### Your task
Answer these questions from the faculty profiles, each in a few words:
(a) Which university awarded Simko her doctorate?
(b) Where did Thompson teach before coming to the College in 2018?
(c) Which poem does Vasiliauskas's reading group read and discuss?

With a doctorate from the University of Virginia, Simko published her first book, The Politics of Consolation: Memory and the Meaning of September 11, in 2015 and won an honorable mention for the American Sociological Association’s Mary Douglas Prize for Best Book in the Sociology of Culture. Her research has also been published in journals such as Sociological Theory, Society, and Poetics.

To Simko, receiving tenure means that she can continue to expand her research interdisciplinarily. “It empowers me to take intellectual risks — to venture onto new terrain, to teach courses, and pursue research projects in sub-disciplines that are entirely new to me,” Simko said. 

Owen Thompson, economics

A faculty research fellow at the National Bureau of Economic Research, Thompson has published his work in numerous journals, including the Journal of Policy Analysis and Management, the Journal of Human Resources, and the Journal of Political Economy. Before coming to the College in 2018, he taught at the University of Wisconsin-Milwaukee and received his doctorate in economics  from the University of Massachusetts, Amherst.

Thompson said that his experience teaching has been so enjoyable that choosing just one favorite aspect would be difficult. “Sometimes I joke that I feel like I’m watching a movie about being a college professor; it’s just such a classic professorial lifestyle,” Thompson said. “Leisurely strolling through the quad on a fall day, talking big ideas with bright students — it’s just great.”

Emily Vasiliauskas, English

Vasiliauskas also said that choosing a favorite teaching moment was hard, adding that one highlight for her would be her Edmund Spenser reading group, though it is on hiatus. “Once a week, I get together with a group of interested students and colleagues to read and discuss a canto of The Faerie Queene,” she said. “The setting is more relaxed than a seminar is, and so we are able to talk about this strange and wonderful poem in a more open-ended spirit.”

### Dataset
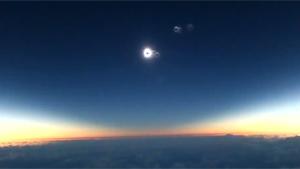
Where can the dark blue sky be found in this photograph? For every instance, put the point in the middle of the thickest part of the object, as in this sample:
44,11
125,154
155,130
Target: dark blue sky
82,61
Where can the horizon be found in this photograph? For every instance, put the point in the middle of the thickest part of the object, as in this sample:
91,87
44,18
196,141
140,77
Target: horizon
112,69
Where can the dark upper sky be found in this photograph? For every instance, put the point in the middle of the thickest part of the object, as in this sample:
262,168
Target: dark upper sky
82,61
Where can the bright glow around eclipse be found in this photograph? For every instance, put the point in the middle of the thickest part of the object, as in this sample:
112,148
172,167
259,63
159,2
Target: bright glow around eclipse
148,53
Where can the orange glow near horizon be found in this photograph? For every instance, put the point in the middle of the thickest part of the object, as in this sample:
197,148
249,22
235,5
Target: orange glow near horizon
281,120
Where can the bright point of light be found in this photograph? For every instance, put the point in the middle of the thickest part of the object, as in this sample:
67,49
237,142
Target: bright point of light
148,53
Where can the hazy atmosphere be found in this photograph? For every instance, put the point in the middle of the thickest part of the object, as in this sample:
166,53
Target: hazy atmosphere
90,70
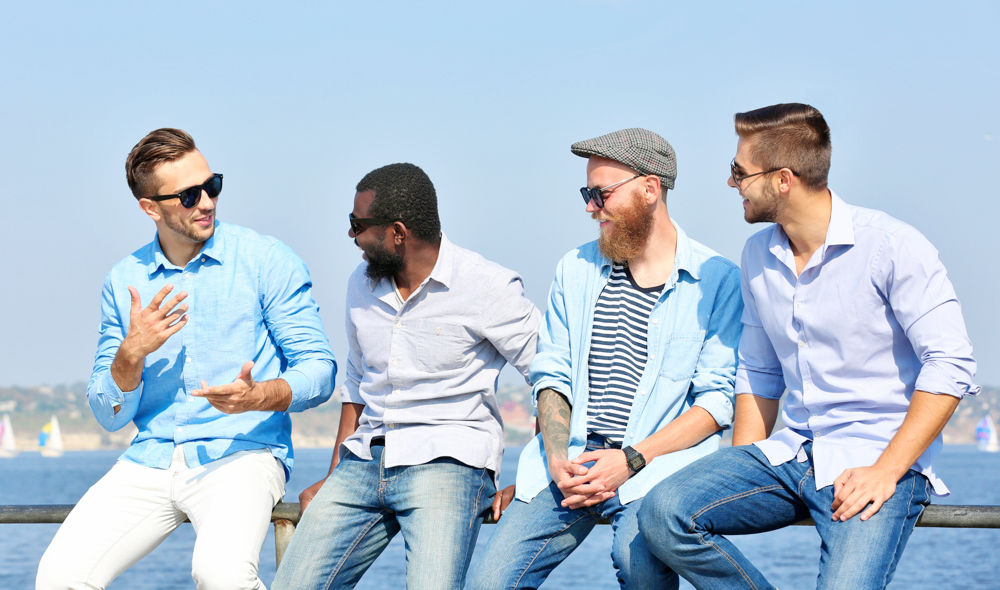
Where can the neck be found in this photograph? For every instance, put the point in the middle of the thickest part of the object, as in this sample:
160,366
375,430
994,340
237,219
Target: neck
805,220
179,252
420,260
654,265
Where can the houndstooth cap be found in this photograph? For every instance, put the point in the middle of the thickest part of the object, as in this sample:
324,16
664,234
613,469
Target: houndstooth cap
639,149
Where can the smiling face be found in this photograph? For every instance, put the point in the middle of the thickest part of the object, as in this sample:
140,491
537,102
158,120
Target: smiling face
626,220
174,222
382,262
760,197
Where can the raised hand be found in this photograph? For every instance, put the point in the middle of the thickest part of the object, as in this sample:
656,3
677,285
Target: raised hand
151,326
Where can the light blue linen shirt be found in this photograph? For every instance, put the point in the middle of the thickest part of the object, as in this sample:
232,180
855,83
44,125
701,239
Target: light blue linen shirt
872,317
249,298
694,330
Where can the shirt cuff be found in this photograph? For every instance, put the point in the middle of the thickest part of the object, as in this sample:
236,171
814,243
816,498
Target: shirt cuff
944,378
760,384
718,405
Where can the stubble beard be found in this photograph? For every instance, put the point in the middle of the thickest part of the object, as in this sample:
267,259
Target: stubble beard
383,263
765,208
632,228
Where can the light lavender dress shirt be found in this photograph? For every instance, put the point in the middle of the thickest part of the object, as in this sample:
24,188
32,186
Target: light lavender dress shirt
426,370
872,317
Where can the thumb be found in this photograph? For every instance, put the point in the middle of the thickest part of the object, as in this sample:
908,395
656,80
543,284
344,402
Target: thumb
245,371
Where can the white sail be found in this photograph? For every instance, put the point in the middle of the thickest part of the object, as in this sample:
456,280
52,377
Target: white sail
7,447
986,434
53,446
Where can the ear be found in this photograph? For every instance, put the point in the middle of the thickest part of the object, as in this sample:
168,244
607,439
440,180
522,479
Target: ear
149,207
653,188
786,180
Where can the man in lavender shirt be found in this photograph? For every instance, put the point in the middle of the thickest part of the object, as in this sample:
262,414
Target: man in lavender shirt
851,312
430,325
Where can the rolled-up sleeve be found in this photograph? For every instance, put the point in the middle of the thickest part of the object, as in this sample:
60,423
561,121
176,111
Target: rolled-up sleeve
552,366
103,393
923,300
292,316
510,321
713,382
758,370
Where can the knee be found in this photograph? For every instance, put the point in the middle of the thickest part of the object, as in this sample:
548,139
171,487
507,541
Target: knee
225,575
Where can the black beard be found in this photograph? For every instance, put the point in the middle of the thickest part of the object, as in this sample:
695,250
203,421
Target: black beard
382,263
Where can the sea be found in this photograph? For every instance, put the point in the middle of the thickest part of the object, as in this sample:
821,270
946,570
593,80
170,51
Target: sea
935,559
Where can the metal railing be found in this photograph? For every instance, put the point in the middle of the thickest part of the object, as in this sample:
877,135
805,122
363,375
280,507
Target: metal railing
286,515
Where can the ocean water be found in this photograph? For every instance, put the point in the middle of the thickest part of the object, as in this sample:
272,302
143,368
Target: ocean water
935,559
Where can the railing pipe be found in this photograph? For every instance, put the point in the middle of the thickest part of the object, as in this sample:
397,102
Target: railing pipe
286,515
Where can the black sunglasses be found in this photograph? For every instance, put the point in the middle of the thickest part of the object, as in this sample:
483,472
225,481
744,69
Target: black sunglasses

### Solution for this problem
(a) The University of Virginia
(b) The University of Wisconsin-Milwaukee
(c) The Faerie Queene